Selected extract
In addition to the surgeon's console, a robotic platform rests alongside the patient. The surgeon's movements are relayed to the three robotic arms that work the long, thin tools that toil inside the body. The robotics translate Cohen's movement and steady any movements or tremors that come from being human.
Though robotics are an aid, it is very much still a human procedure, say doctors.
And awe-inducing fun.
"It is," Cohen says, "like I'm flying around inside there."
The da Vinci system, a $1.6 million addition to LGH's arsenal, offers surgeons what The Jetsons, Star Wars and video games foretold.
"It's like a game," says Nonnie Estella, who will perform her first da Vinci surgeries (two hysterectomies) June 24. "A very sophisticated video game."
But patients are the real beneficiaries from the da Vinci, which takes traditional laparoscopic surgery into new territory. Recoveries are faster, with fewer complications, side effects, less blood loss and pain, thanks to the precision it offers surgeons. Incisions are the size of keyholes. It spares precious nerves and lessens scarring.
"For traditional kidney surgery, it would be like this," says Antelo, holding his fingers at least six inches apart on his side. "And that's a painful place to heal from an incision."
Now, everything is performed through five dime-sized holes.
Hospitals in Boston, Winchester, and Lahey Clinic in Burlington also have the da Vinci.
Surgeons say studies have shown the generation that grew up playing video games can be more proficient at wielding the controls. But Sangal, a women's health specialist who has been at Lowell General for 17 years, said she has "never played a video game in my life."
She says that when she stepped into the operating room June 2, "I had been waiting two years for that day. I always want to do things that are good for the patient, and this is so good for them. And I wanted to be the first to do this here.

Work instructions
1 > In the article on the da Vinci surgical system, what does the system cost?
2 > Pick up the article on the da Vinci surgical system after its last sentence and carry it forward.

Listed entries
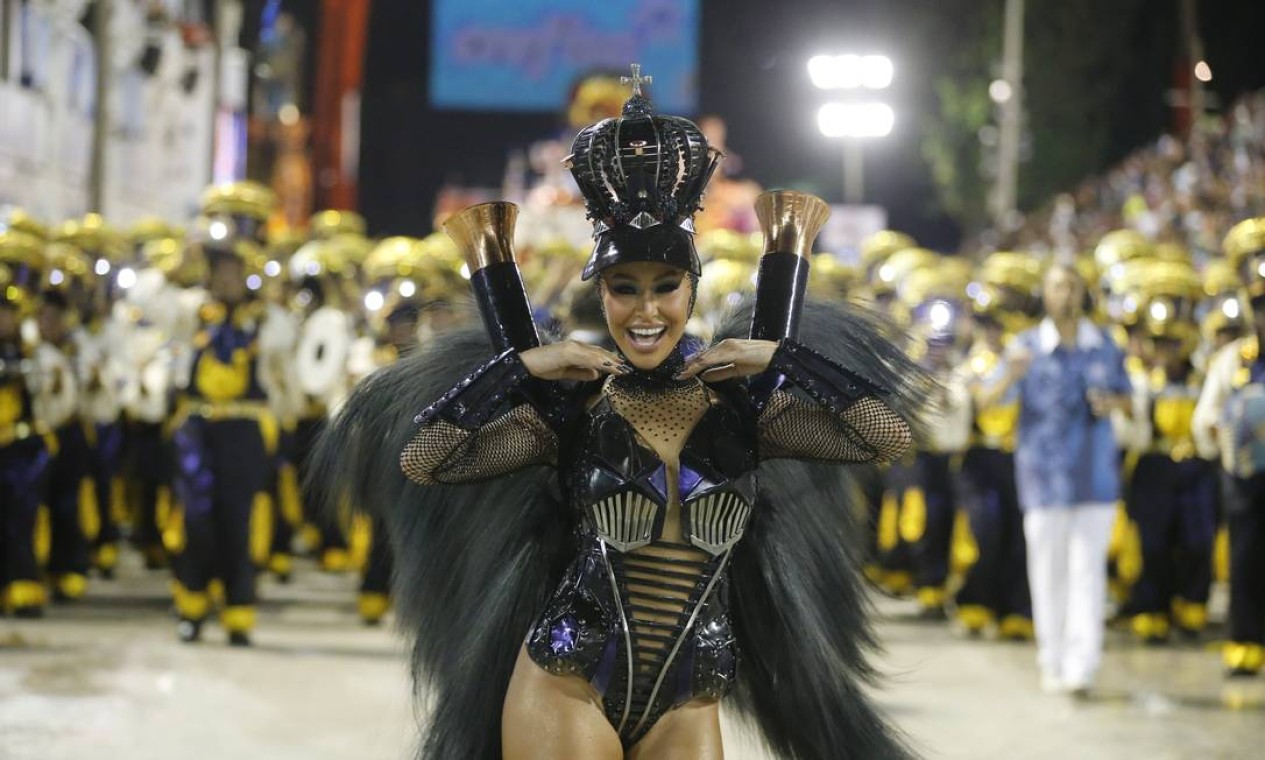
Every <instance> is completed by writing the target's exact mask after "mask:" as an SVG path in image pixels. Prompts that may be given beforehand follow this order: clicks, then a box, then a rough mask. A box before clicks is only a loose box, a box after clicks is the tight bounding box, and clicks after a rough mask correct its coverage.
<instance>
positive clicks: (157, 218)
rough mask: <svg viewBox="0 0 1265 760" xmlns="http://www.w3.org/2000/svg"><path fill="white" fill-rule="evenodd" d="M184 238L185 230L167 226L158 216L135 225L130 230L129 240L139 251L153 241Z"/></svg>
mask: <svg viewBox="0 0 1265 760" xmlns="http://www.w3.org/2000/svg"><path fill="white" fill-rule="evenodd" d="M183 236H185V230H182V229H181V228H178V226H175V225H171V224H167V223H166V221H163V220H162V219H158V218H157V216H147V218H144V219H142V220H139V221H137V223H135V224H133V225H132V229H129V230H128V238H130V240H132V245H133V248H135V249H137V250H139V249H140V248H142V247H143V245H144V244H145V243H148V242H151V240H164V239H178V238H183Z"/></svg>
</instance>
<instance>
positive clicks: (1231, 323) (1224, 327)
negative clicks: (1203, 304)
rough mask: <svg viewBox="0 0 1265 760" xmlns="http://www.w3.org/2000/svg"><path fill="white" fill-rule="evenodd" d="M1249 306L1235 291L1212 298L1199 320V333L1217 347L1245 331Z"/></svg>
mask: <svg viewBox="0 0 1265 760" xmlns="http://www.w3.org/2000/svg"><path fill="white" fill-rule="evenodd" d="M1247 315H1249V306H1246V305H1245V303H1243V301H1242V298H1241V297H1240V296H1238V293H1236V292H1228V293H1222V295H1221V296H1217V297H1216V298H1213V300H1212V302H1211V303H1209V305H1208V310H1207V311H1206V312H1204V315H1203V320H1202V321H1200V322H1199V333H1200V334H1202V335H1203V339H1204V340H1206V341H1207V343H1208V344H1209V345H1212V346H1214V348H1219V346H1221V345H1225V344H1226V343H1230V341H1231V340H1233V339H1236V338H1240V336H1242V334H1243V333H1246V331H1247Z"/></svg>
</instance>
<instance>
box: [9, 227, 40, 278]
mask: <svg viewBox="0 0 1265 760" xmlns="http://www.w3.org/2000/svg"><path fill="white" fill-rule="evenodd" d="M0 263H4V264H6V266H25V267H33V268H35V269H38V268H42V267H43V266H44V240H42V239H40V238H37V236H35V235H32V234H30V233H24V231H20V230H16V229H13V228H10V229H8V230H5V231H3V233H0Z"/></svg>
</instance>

Answers to each task
1 > $1.6 million

2 >
"It is the ultimate. I am so excited about this. It's like you're sitting in the pelvis, which is a pretty small area. I can see the tiniest parts of the blood vessels. I can see out on both sides of where I am working, and since you are seeing things in 3-D, there's that depth. We call it going global."
She trained over the past 18 months in Boston, New York, New Jersey, "anywhere and any time I could."
"But I did this 100 times in my mind before I ever touched the patient."
She cites the patients benefits and adds, "it's only going to get better over time as we give the company feedback and they improve it further."
If a surgeon can work on a patient several feet away, why not a state or a continent away?
"There will come a time," says Sangal. "Right now, we're practically doing it in the next room, and I guess it depends how long the cord is. But psychologically, I still depend on being there with the patient. And that's a good thing, I guess."
"The way to think of it is as a means to an end," says Estella. "It allows you to do what you have to do, better."
"Minimally invasive surgery has been around for a number of years, nut this is different," says Antelo. "Traditional laparoscopic instruments have limitations." The clip-like pincers used to do the work are "straight, rigid." Like chopsticks. The fingernail-sized ones attached to the da Vinci can be rotated 360 degrees.
"The view we get with the magnification and the 3-D is a whole new thing. "Before, we were seeing what we thought we were seeing. And with the prostate, we're dealing with erectile function. With the magnification, we're able to identify tissue and nerves in a way that was previously impossible."
The machine arrived at the hospital on his birthday, April 29. Antelo says he's never received such an expensive birthday gift.
Jusczak says he experienced less pain than "having a tooth out."
"You know, my buddy had the same thing done a couple months ago the old-fashioned way," says Jusczak, who is headed on his traditional Fathers Day fishing trip tomorrow. "It took him four to six weeks just to get up and around the house. He was in the hospital seven days. He had a lot of pain. They gave me two prescriptions I never even had filled. I can't wait to catch up to him and tell him about mine."